GIVEN PASSAGE

•••••

Designer Lisa Teague Discusses the Importance of Color
Lisa Teague has come full circle. As a child growing up on a cattle ranch in California before moving to Annapolis, she followed along behind her mother, an interior designer. She went on to train and work in France, doing both interior and exterior painting, including work on church steeples, before focusing on decorative painting. Today, she has an interior design business, Lisa Teague Studios, in Portsmouth, N.H. She and her youngest daughter Andrea, 32, have introduced a line of odorless, solvent-free paints under the label Quiet Home Paints. She spoke to mvh about the importance of color, the need to create a peaceful retreat, and why trends such as open shelving aren’t always a good idea.
How did you get into design?
I was really lucky to work with another decorative painter who was connected to a Boston designer who did a lot of work in Paris and the south of France. That really expanded my world in terms of painting and interior design. When I was doing decorative painting, I’d disassemble a room, then put it back a different way, and the client usually liked it better. I still love painting, by the way. It’s such immediate gratification. I love design, too, but it tends to be more administrative, like tracking down lost chairs.
Color is obviously very important to you. Tell us about your paint line.
I consider color a tool. There are people drawn to very cool palettes, and others to very warm palettes, but they may not necessarily know it until they sit down with someone who says, “Do you know that every yellow you choose has a green undertone as opposed to a red undertone?” I’ve done color consulting for 25 years, and I’ve realized there are so many choices out there that the consumer becomes paralyzed. I wanted to simplify colors for people, so I’ve done a soft weight, a medium weight and accent color palettes. We see color in relationship to what sits next to it. In my current life, for example, all my walls are white, but people walk in and see the house as colorful because of the furniture and accessories. A warm white will decrease the contrast of the colors, and a bright white will sharpen the accent colors. Even in a small home, you can wrap colors up around the ceiling. By eliminating those points of contrast, you lose the geometry of the house and are wrapped in softness. In contrast, if you have beautiful molding, you really want to bring those contrasts forward. Also, people want their homes to reflect the local geography, particularly second homes. Our coastal New England palette is soft, with grays and sea glass. When I worked in the Berkshires, we used heavier, more saturated colors, like warm golds and emeralds.
How would you describe your style?
It’s a little eclectic, quirky. I feel my strong suit is knowing the client and finding a way to make their home feel personal. I think that’s why I wind up doing a lot of second homes, because after the first one, the client knows they have someone who really gets them. For some, that’s worth the price of a hotel and a plane ticket.
How has your style evolved?
The biggest change for me is in my level of confidence in myself and what I do. I don’t feel I have to prove myself anymore. If you want to work with me, I’ll do everything I can do to get you what you want. If you don’t, that’s fine, too — there’s another great designer out there for you.
What inspires you?
Compassion. And an awareness of how important homes are to people, and how important it is to be able to create a place where they come in at the end of the day and exhale. Listening to clients and what matters to them — “Where did you go on your honeymoon? Is there a plate from your grandmother, or another loved object that can serve as our starting point?” — I’m inspired by people’s personal lives, their treasured objects, what they love and what they dislike. When people say, “This is my house, this is why we love it,” it blossoms out from there.

•••••

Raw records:
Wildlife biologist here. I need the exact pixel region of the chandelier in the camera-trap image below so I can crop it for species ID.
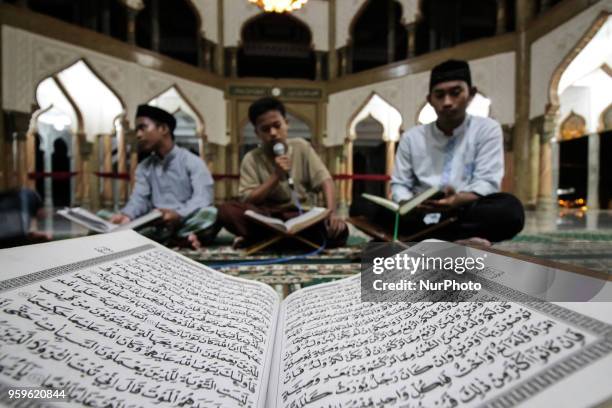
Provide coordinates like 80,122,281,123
249,0,308,13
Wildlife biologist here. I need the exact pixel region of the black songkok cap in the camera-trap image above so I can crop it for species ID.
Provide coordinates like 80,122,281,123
136,105,176,133
429,60,472,92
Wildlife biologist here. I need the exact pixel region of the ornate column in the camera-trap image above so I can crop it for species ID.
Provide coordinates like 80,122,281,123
327,0,338,79
228,47,238,78
406,22,417,58
387,1,395,64
513,0,532,204
150,0,160,52
215,0,225,76
338,46,348,76
315,51,323,81
385,141,396,198
115,116,128,205
587,133,600,209
495,0,506,35
537,112,558,210
97,134,113,208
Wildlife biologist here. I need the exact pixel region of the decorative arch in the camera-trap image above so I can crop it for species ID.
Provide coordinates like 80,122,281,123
546,12,612,113
340,92,402,208
136,0,202,65
28,58,125,205
539,11,612,210
148,84,208,160
236,13,316,79
415,91,492,125
348,0,408,72
348,92,402,142
560,111,587,140
31,74,84,205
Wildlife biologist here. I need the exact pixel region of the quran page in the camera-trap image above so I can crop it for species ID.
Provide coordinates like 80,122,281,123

•••••

TASK LIST
a. Duplicate the part of the Lisa Teague interview that opens with the words "What inspires you?" and closes with "out from there.".
b. Which color palettes does Lisa Teague say she created for her paint line in the Lisa Teague interview? List all of them.
c. In the Lisa Teague interview, what label is her line of odorless, solvent-free paints sold under?
This material comes from a different source than the Lisa Teague interview.

SOLUTIONS PER TASK
a.
What inspires you?
Compassion. And an awareness of how important homes are to people, and how important it is to be able to create a place where they come in at the end of the day and exhale. Listening to clients and what matters to them — “Where did you go on your honeymoon? Is there a plate from your grandmother, or another loved object that can serve as our starting point?” — I’m inspired by people’s personal lives, their treasured objects, what they love and what they dislike. When people say, “This is my house, this is why we love it,” it blossoms out from there.

b. A soft weight palette, a medium weight palette, and accent color palettes.

c. Quiet Home Paints.